— start Document —

In 1998, after Paletti notified both insurance companies about the Conway lawsuit, Great American assumed the costs both of the defense and the ultimate settlement of the case. LMICK declined to provide a defense or coverage. Eventually, Great American paid the policy limits of $2,000,000 to defend and settle the Conway lawsuit. After resolving the underlying claim, Great American filed this action seeking contribution. LMICK has moved to dismiss. None of the relevant facts are disputed. The Court must now predict how Kentucky courts would analyze these competing contractual provisions.

II.

The Court’s first task is to define the coverage that each policy provides for the claims made in the Conway lawsuit. Because Paletti’s insured status is slightly different under each policy for claims made in 1998, the policies provide coverage in slightly different ways. Only after the Court defines the nature of each coverage *712 does the operation of the “excess” or “escape” clauses become relevant.

The plain language of the Great American policy provides primary coverage for the Conway lawsuit claims. S & H is the “named insured” under the policy. Paletti is covered as a “past ... employed lawyer” of the insured firm. The alleged negligence is a covered event because it occurred while Paletti performed work “in the course ... of his duties on the behalf of’ S & H. Finally, the claim was made during the policy period. Thus, the Conway claims against Paletti represent precisely the risk that Great American agreed and anticipated to defend and indemnify on behalf of S & H and its former employees, such as Paletti. 1 The purpose of the excess clause is to limit Great American’s primary risk where an insured has other applicable insurance coverage. The Court will look to the impact of this clause later.

— end Document —
— start Extracted information —

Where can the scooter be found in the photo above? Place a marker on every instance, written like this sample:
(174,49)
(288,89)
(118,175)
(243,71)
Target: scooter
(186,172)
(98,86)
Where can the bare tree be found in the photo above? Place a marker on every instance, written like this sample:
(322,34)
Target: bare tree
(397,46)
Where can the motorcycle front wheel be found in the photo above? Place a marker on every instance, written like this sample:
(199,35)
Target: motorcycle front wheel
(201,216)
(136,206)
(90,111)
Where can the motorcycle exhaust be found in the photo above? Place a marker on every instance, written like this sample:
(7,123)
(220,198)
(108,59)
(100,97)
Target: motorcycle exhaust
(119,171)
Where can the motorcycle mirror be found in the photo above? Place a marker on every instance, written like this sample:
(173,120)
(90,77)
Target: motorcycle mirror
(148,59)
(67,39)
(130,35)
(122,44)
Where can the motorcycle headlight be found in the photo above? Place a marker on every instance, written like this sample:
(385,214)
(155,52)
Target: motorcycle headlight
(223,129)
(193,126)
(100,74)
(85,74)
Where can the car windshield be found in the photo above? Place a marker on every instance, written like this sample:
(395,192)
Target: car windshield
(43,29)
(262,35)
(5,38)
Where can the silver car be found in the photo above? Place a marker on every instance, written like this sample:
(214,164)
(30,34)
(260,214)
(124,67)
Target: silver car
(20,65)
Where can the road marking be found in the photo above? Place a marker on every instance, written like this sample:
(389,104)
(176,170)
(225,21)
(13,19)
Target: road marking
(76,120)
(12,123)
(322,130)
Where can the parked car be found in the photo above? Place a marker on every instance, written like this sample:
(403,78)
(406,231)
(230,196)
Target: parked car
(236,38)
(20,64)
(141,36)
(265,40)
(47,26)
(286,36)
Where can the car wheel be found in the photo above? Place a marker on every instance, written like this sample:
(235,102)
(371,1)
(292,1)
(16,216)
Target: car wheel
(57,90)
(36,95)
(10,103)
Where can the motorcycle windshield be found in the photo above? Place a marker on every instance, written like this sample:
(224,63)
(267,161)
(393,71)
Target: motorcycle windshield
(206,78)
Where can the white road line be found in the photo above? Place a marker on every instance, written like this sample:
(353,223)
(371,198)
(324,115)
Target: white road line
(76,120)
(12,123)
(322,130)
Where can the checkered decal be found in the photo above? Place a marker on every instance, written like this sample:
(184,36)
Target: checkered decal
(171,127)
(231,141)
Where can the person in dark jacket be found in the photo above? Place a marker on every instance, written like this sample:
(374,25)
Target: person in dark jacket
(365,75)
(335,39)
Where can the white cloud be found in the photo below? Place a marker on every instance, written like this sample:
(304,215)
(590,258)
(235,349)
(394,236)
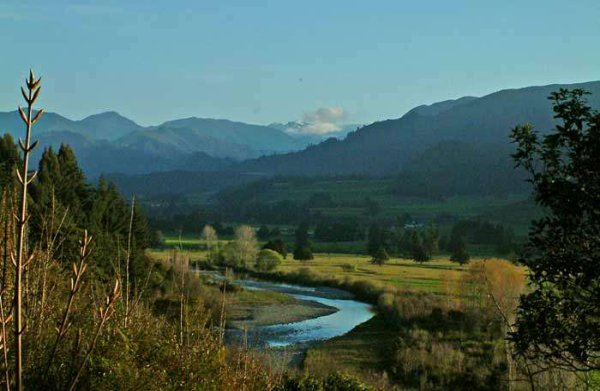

— end Extracted information —

▶ [Written task]: According to the court opinion, what amount did Great American pay to defend and settle the Conway lawsuit? The records play no part in what comes next.

▶ [Output]: The policy limits of $2,000,000.